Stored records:
╔══

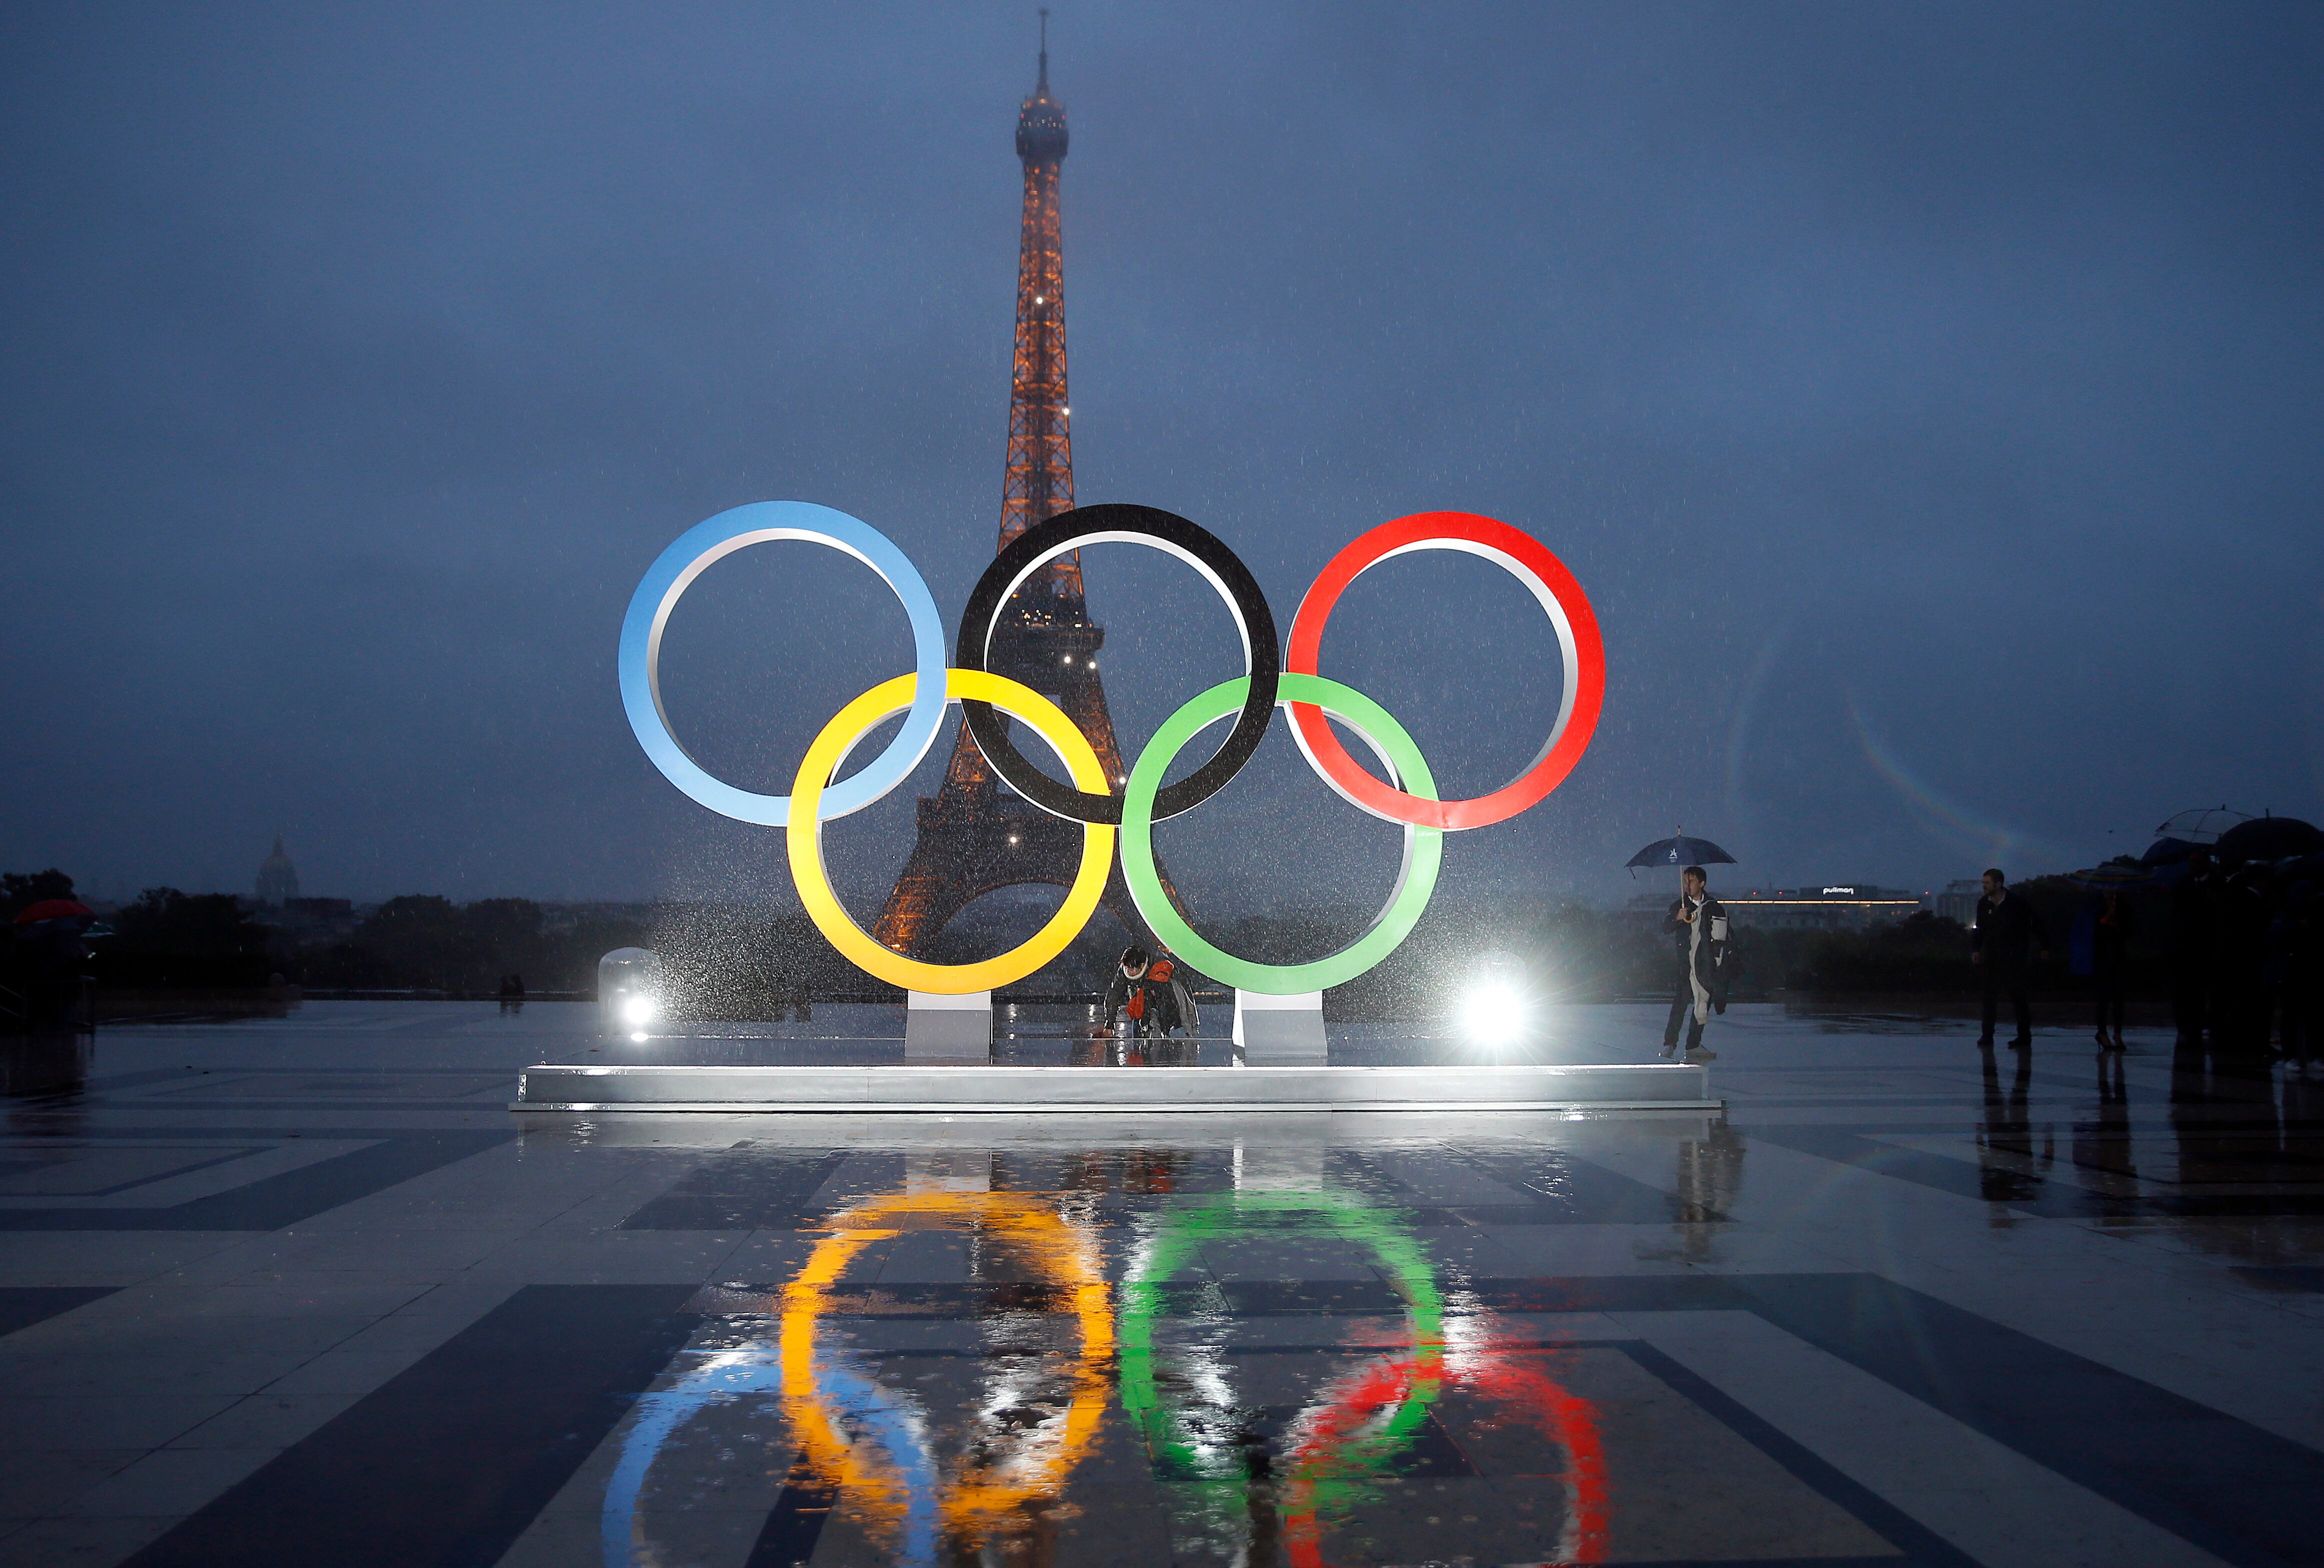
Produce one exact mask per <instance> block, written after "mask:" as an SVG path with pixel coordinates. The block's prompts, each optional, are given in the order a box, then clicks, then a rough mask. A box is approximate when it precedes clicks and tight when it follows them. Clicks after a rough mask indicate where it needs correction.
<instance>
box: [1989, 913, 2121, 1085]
mask: <svg viewBox="0 0 2324 1568" xmlns="http://www.w3.org/2000/svg"><path fill="white" fill-rule="evenodd" d="M2129 969H2131V901H2129V899H2124V897H2122V890H2119V887H2110V890H2108V892H2106V901H2103V904H2101V906H2099V920H2096V927H2094V929H2092V945H2089V990H2092V992H2096V999H2099V1050H2122V994H2124V990H2126V987H2129V978H2131V976H2129ZM2108 1029H2113V1031H2115V1036H2113V1038H2108V1036H2106V1031H2108ZM1989 1031H1992V1024H1987V1034H1989Z"/></svg>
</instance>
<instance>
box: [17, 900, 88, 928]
mask: <svg viewBox="0 0 2324 1568" xmlns="http://www.w3.org/2000/svg"><path fill="white" fill-rule="evenodd" d="M95 913H98V911H93V908H88V906H86V904H77V901H72V899H42V901H40V904H35V906H30V908H28V911H23V913H21V915H16V925H35V922H40V920H70V918H72V915H88V918H95Z"/></svg>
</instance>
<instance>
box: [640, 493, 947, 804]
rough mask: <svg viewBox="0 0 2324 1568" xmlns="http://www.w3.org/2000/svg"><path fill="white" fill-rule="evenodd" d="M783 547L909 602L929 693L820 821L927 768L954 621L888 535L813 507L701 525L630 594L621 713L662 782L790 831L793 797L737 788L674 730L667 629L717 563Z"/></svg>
mask: <svg viewBox="0 0 2324 1568" xmlns="http://www.w3.org/2000/svg"><path fill="white" fill-rule="evenodd" d="M776 539H802V541H806V544H823V546H830V548H834V551H841V553H846V555H853V558H855V560H860V562H862V564H867V567H871V569H874V571H878V576H881V581H883V583H888V590H890V592H895V597H897V599H902V604H904V618H906V620H911V650H913V664H916V667H918V674H920V692H925V695H923V697H916V699H913V704H911V715H909V718H906V720H904V727H902V729H897V734H895V739H892V741H888V748H885V750H883V753H881V755H878V757H874V760H871V762H869V764H867V767H865V769H862V771H860V774H855V776H853V778H848V781H846V783H839V785H832V787H827V790H823V799H820V806H818V811H820V813H823V815H820V818H818V820H832V818H844V815H848V813H851V811H862V808H865V806H869V804H871V801H876V799H881V797H883V794H888V792H890V790H895V787H897V785H899V783H904V781H906V778H909V776H911V769H916V767H918V764H920V757H925V755H927V748H930V746H934V743H937V732H939V729H941V727H944V620H941V618H939V616H937V599H934V597H932V595H930V592H927V583H925V581H923V578H920V571H918V567H913V564H911V558H906V555H904V551H899V548H897V546H895V544H892V541H890V539H888V537H885V534H883V532H878V530H876V527H871V525H869V523H865V520H860V518H851V516H848V513H844V511H834V509H832V506H816V504H813V502H751V504H748V506H734V509H730V511H720V513H718V516H713V518H709V520H704V523H695V525H693V527H690V530H686V532H683V534H679V537H676V541H674V544H672V546H669V548H667V551H662V553H660V555H658V558H655V560H653V564H651V567H648V569H646V576H644V578H641V581H639V585H637V592H632V595H630V611H627V613H625V616H623V618H621V657H618V669H621V706H623V711H625V713H627V715H630V729H634V732H637V743H639V746H644V748H646V755H648V757H651V760H653V767H658V769H662V778H667V781H669V783H674V785H679V790H683V792H686V794H688V797H690V799H695V801H697V804H702V806H709V808H711V811H716V813H718V815H727V818H734V820H737V822H755V825H760V827H783V825H786V822H788V820H790V797H783V794H758V792H753V790H744V787H737V785H730V783H725V781H723V778H716V776H713V774H711V771H709V769H704V767H702V764H700V762H695V760H693V757H690V755H686V748H683V746H681V743H679V736H676V734H672V729H669V713H667V709H662V630H665V627H667V625H669V611H672V609H676V604H679V597H683V595H686V590H688V588H690V585H693V581H695V578H697V576H702V574H704V571H706V569H709V567H711V564H716V562H718V560H723V558H727V555H732V553H734V551H741V548H746V546H753V544H769V541H776Z"/></svg>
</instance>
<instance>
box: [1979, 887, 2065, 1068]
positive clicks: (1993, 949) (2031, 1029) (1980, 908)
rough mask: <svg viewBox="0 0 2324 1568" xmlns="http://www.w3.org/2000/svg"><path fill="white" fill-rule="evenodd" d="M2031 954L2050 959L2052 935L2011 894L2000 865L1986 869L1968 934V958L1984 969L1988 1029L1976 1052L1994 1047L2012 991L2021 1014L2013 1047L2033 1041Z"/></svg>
mask: <svg viewBox="0 0 2324 1568" xmlns="http://www.w3.org/2000/svg"><path fill="white" fill-rule="evenodd" d="M2033 955H2040V957H2050V934H2047V932H2043V927H2040V915H2036V913H2033V906H2031V904H2027V901H2024V897H2022V894H2013V892H2010V883H2008V878H2006V876H2001V866H1987V869H1985V897H1982V899H1978V927H1975V929H1973V932H1971V934H1968V962H1971V964H1978V966H1980V969H1982V971H1985V1031H1982V1034H1978V1050H1992V1048H1994V1024H1996V1022H1999V1017H2001V992H2008V997H2010V1008H2013V1010H2015V1013H2017V1038H2013V1041H2010V1050H2024V1048H2027V1045H2031V1043H2033V999H2031V994H2029V992H2027V987H2029V983H2031V978H2033Z"/></svg>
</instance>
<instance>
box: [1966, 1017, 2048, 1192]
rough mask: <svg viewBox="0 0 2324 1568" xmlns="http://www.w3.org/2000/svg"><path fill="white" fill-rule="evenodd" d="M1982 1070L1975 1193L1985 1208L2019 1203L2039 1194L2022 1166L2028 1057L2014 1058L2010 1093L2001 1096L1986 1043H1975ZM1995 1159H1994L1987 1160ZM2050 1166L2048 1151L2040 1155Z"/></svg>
mask: <svg viewBox="0 0 2324 1568" xmlns="http://www.w3.org/2000/svg"><path fill="white" fill-rule="evenodd" d="M1980 1057H1982V1066H1985V1120H1982V1122H1978V1152H1980V1155H1982V1157H1980V1159H1978V1192H1980V1196H1985V1201H1987V1203H2024V1201H2029V1199H2033V1194H2038V1192H2040V1178H2038V1175H2036V1173H2031V1171H2027V1168H2024V1166H2027V1164H2031V1161H2033V1124H2031V1120H2029V1117H2027V1096H2029V1094H2031V1089H2033V1052H2024V1055H2022V1057H2017V1071H2015V1073H2013V1078H2010V1092H2008V1094H2006V1096H2003V1094H2001V1064H1999V1059H1996V1057H1994V1048H1992V1041H1982V1043H1980ZM1994 1155H1999V1159H1992V1157H1994ZM2040 1159H2043V1164H2047V1161H2050V1150H2043V1155H2040Z"/></svg>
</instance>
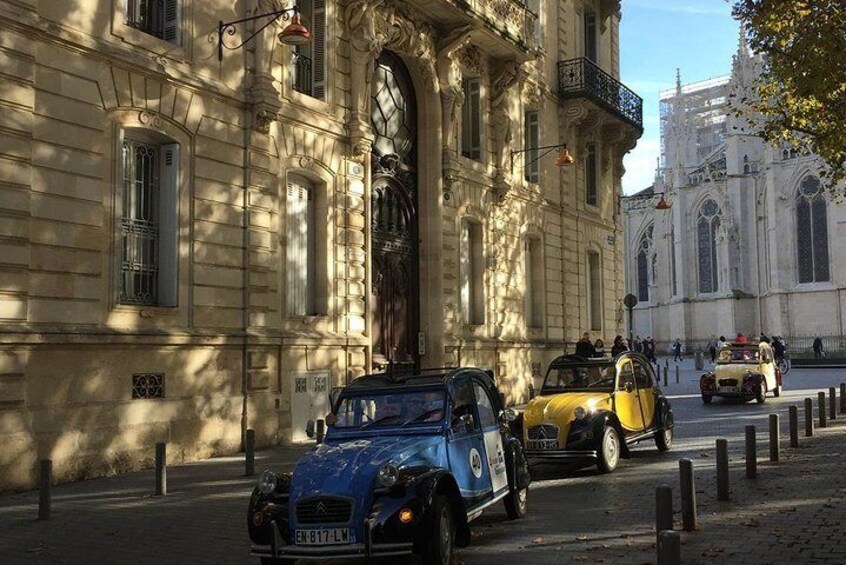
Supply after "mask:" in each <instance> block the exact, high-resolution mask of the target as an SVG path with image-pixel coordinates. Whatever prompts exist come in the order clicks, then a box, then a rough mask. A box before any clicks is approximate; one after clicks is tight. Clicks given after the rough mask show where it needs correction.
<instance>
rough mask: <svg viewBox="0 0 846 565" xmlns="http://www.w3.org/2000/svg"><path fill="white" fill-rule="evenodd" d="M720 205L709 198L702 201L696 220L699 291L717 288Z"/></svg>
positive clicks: (714, 288)
mask: <svg viewBox="0 0 846 565" xmlns="http://www.w3.org/2000/svg"><path fill="white" fill-rule="evenodd" d="M720 222H721V220H720V206H719V205H718V204H717V203H716V202H714V201H713V200H711V199H708V200H706V201H705V202H703V203H702V206H701V207H700V208H699V218H698V220H697V225H696V228H697V240H698V244H699V247H698V257H699V292H701V293H708V292H717V290H719V282H718V275H719V265H718V264H717V230H718V229H719V228H720Z"/></svg>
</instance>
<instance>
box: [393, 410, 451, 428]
mask: <svg viewBox="0 0 846 565" xmlns="http://www.w3.org/2000/svg"><path fill="white" fill-rule="evenodd" d="M442 410H443V408H432V409H431V410H426V411H425V412H421V413H420V414H418V415H417V416H415V417H414V418H412V419H410V420H406V421H405V422H403V423H402V425H401V426H400V427H401V428H404V427H405V426H407V425H408V424H413V423H414V422H418V421H420V420H425V419H426V418H431V417H432V416H434V415H435V414H437V413H438V412H441V411H442Z"/></svg>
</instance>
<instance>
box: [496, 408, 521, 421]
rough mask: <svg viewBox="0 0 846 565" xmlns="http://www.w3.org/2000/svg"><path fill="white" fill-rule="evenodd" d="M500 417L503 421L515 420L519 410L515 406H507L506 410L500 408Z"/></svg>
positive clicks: (499, 414)
mask: <svg viewBox="0 0 846 565" xmlns="http://www.w3.org/2000/svg"><path fill="white" fill-rule="evenodd" d="M499 419H500V421H502V422H513V421H514V420H516V419H517V411H516V410H515V409H514V408H506V409H505V410H500V412H499Z"/></svg>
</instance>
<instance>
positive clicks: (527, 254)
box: [523, 237, 544, 328]
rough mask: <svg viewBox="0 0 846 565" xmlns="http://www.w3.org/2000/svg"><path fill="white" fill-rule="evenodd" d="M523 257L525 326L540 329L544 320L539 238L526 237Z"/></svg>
mask: <svg viewBox="0 0 846 565" xmlns="http://www.w3.org/2000/svg"><path fill="white" fill-rule="evenodd" d="M523 257H524V260H525V266H524V268H525V273H526V294H525V310H526V325H527V326H528V327H530V328H542V327H543V318H544V312H543V304H544V300H543V254H542V249H541V240H540V239H539V238H537V237H527V238H526V239H525V240H524V247H523Z"/></svg>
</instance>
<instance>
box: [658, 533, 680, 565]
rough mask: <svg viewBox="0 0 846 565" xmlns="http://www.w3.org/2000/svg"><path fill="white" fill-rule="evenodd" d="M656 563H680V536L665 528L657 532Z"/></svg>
mask: <svg viewBox="0 0 846 565" xmlns="http://www.w3.org/2000/svg"><path fill="white" fill-rule="evenodd" d="M658 565H681V536H680V535H679V533H678V532H674V531H672V530H665V531H663V532H659V533H658Z"/></svg>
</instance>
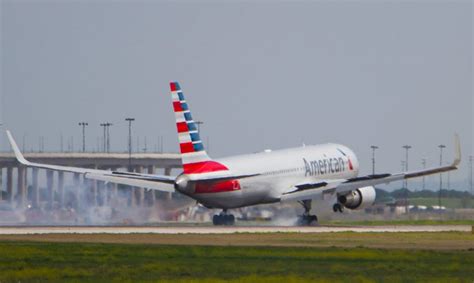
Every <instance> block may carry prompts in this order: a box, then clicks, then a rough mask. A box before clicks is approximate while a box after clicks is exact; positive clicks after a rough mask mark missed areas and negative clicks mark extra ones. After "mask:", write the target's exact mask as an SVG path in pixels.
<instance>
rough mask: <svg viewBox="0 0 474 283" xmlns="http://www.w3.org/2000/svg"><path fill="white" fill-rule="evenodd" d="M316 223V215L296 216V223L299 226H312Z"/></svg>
mask: <svg viewBox="0 0 474 283" xmlns="http://www.w3.org/2000/svg"><path fill="white" fill-rule="evenodd" d="M317 223H318V217H317V216H316V215H300V216H298V225H300V226H312V225H316V224H317Z"/></svg>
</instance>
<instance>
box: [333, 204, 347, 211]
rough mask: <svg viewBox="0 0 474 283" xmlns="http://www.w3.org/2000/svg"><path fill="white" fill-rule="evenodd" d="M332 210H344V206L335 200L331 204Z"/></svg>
mask: <svg viewBox="0 0 474 283" xmlns="http://www.w3.org/2000/svg"><path fill="white" fill-rule="evenodd" d="M332 210H333V211H334V212H340V213H342V212H343V211H344V206H342V204H340V203H338V202H336V203H335V204H334V205H333V206H332Z"/></svg>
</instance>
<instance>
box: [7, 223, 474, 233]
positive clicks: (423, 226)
mask: <svg viewBox="0 0 474 283" xmlns="http://www.w3.org/2000/svg"><path fill="white" fill-rule="evenodd" d="M472 230H473V227H472V226H469V225H394V226H356V227H355V226H345V227H342V226H341V227H334V226H317V227H238V226H237V227H215V226H210V227H123V226H122V227H111V226H106V227H96V226H95V227H84V226H81V227H0V235H31V234H233V233H338V232H356V233H400V232H472Z"/></svg>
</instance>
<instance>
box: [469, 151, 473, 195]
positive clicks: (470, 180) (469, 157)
mask: <svg viewBox="0 0 474 283" xmlns="http://www.w3.org/2000/svg"><path fill="white" fill-rule="evenodd" d="M473 158H474V157H473V156H472V155H471V156H469V169H470V170H469V173H470V174H469V175H470V176H469V184H470V187H471V198H472V197H473V196H474V194H473V193H474V192H473V190H472V162H473Z"/></svg>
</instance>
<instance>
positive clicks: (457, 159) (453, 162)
mask: <svg viewBox="0 0 474 283" xmlns="http://www.w3.org/2000/svg"><path fill="white" fill-rule="evenodd" d="M460 163H461V142H460V141H459V135H458V134H454V161H453V166H454V167H458V165H459V164H460Z"/></svg>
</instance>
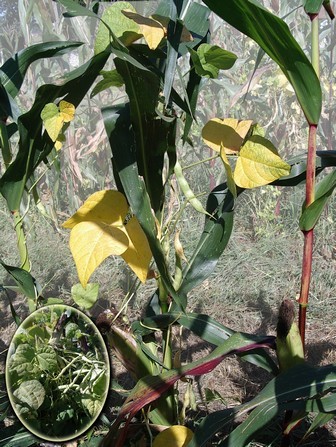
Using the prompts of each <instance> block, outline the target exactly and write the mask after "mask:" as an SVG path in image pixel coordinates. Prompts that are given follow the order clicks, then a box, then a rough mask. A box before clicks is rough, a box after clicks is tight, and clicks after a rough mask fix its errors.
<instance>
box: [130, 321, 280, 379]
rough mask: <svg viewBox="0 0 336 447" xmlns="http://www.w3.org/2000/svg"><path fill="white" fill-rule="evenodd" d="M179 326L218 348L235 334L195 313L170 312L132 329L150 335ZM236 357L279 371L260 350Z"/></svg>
mask: <svg viewBox="0 0 336 447" xmlns="http://www.w3.org/2000/svg"><path fill="white" fill-rule="evenodd" d="M175 323H177V324H180V325H181V326H184V327H186V328H188V329H189V330H190V331H192V332H193V333H194V334H196V335H198V336H199V337H200V338H201V339H202V340H205V341H207V342H208V343H211V344H213V345H215V346H220V345H221V344H222V343H223V342H224V341H225V340H227V339H228V338H229V337H230V336H231V335H233V334H234V333H235V331H233V330H232V329H230V328H228V327H226V326H224V325H223V324H221V323H219V322H218V321H216V320H214V319H213V318H211V317H209V316H208V315H203V314H197V313H186V314H181V313H179V312H170V313H169V314H159V315H155V316H153V317H146V318H144V319H143V320H142V321H141V324H140V323H139V322H136V323H133V325H132V328H133V330H134V332H135V333H140V334H143V335H145V334H147V333H151V332H152V331H153V330H154V329H155V328H157V329H160V330H163V329H165V328H167V327H168V326H170V325H171V324H175ZM238 356H239V357H240V358H242V359H243V360H244V361H247V362H249V363H252V364H254V365H256V366H259V367H260V368H263V369H265V370H266V371H269V372H271V373H273V374H274V375H276V374H278V372H279V369H278V367H277V365H276V363H275V362H274V360H273V359H272V357H271V356H270V355H269V354H268V353H267V352H266V351H265V350H262V349H259V350H256V351H255V352H253V353H249V352H246V353H245V352H241V353H238Z"/></svg>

╚══

* How to complete this task
Looking at the data above, show all lines where the word "correction" occurs.

* Solution below
Produce one exact mask per <instance> block, written after "mask:" as an SVG path with pixel coordinates. The block's prompts, each optional, are given in the order a box, then clicks, then a rough mask. A box is approximate when it precedes clicks and tight when it follows them. Clicks after a rough mask indicate where it needs correction.
Supply after "mask:" in each <instance> block the exact, high-resolution mask of the target as an SVG path with image-pixel coordinates. Whatever prompts exist come in the order clicks, then a box, then a rough mask. A box before any clicks is approximate; one after clicks is tight. Clicks given after the rough mask show where it needs correction.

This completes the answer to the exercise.